• ページ抜粋:
* * * * * * * * *

「アフリカの夜」⑳小ネタ集

23年前にフジテレビで放送されたドラマ「アフリカの夜」。鈴木京香さん、佐藤浩市さんはじめ、室井滋さん、松雪泰子さん、ともさかりえさんなどが出演している。
それだけでも鼻血もんだが、加えて、演出家は宮本理江子さん、河毛俊作さん、水田成英さん。鼻血もよだれも出放題。

「アフリカの夜」の面白さは、何と言っても「道は開かれている」という主題に関わるシーン。だけど、それだけじゃない。これまで19回書いてきたけど、それでも書き尽くせない魅力がある。

閑話休題として今日は小ネタを集めてみた。

○ビジネスホテル・フロント・中(夜)
宿泊料金表を見て、チェックインするみづほ。
みづほ「よりにして、よりに」
フロントマン「はぁ?」
みづほ「(料金表『5500円より』を指し)これよ、このよりに」
フロントマン「5500円のシングルルームですね?」

大石静「アフリカの夜」第6話より

これは、みづほがアフリカから逃亡した時のシーン。駅から下りて、宿に入る。逃亡に関わることだから、トーンは暗いはずなのに、「よりにして、よりに」である。
普通、身を隠す逃亡犯なら、こんなこと言わないでしょ?だけど、みづほは、黒い服を着て、顔をうつむかせていながら、こういう相手が引っかかる言葉を言っちゃうんだよね。それがみづほのキャラクター。
殺人の逃亡犯の、こういうおばちゃん的な一面を見ると、ホッとする。

次は、医者と警官のやりとりが面白い。

亀田伸枝が捕まえられず、福井県警がじりじりしている頃の話。テレビで、亀田伸枝が整形手術をしていると聞いた医者が、自分が執刀したことに気付く。

* * * * * * * * *

• 課題一覧:
a. 「アフリカの夜」の記事のうち、「それだけでも鼻血もんだが、加」から「みづほ「よりにして、よりに」」までの部分を一字一句違えずに書き写せ。
b. 「アフリカの夜」の記事で、みづほがビジネスホテルのフロントで指した料金表の表示は何か。
c. 「アフリカの夜」の記事で演出家として名前が挙げられている人物をすべて列挙せよ。

• 保存データ:
* * * * * * * * *

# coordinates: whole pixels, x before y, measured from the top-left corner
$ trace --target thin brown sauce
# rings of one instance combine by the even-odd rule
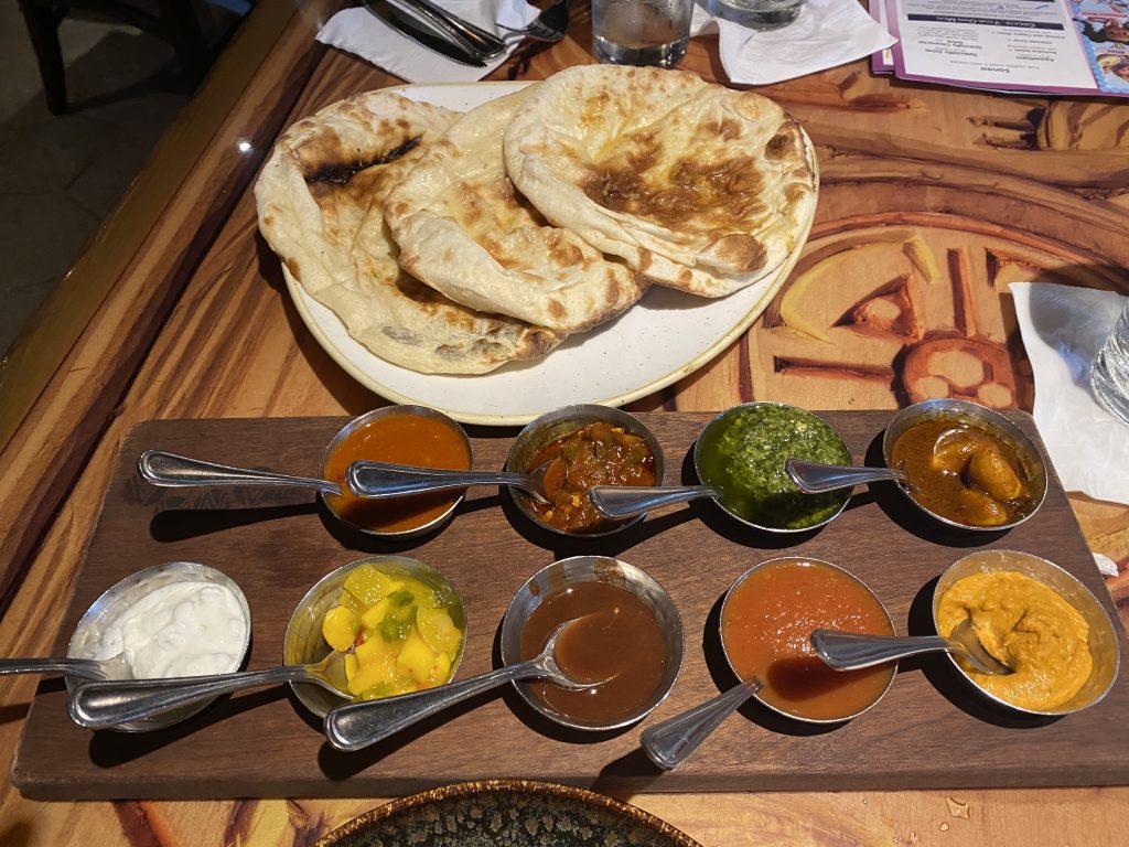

* * * * * * * * *

• 課題の解答:
a.
それだけでも鼻血もんだが、加えて、演出家は宮本理江子さん、河毛俊作さん、水田成英さん。鼻血もよだれも出放題。

「アフリカの夜」の面白さは、何と言っても「道は開かれている」という主題に関わるシーン。だけど、それだけじゃない。これまで19回書いてきたけど、それでも書き尽くせない魅力がある。

閑話休題として今日は小ネタを集めてみた。

○ビジネスホテル・フロント・中(夜)
宿泊料金表を見て、チェックインするみづほ。
みづほ「よりにして、よりに」

b. 『5500円より』

c. 宮本理江子さん、河毛俊作さん、水田成英さん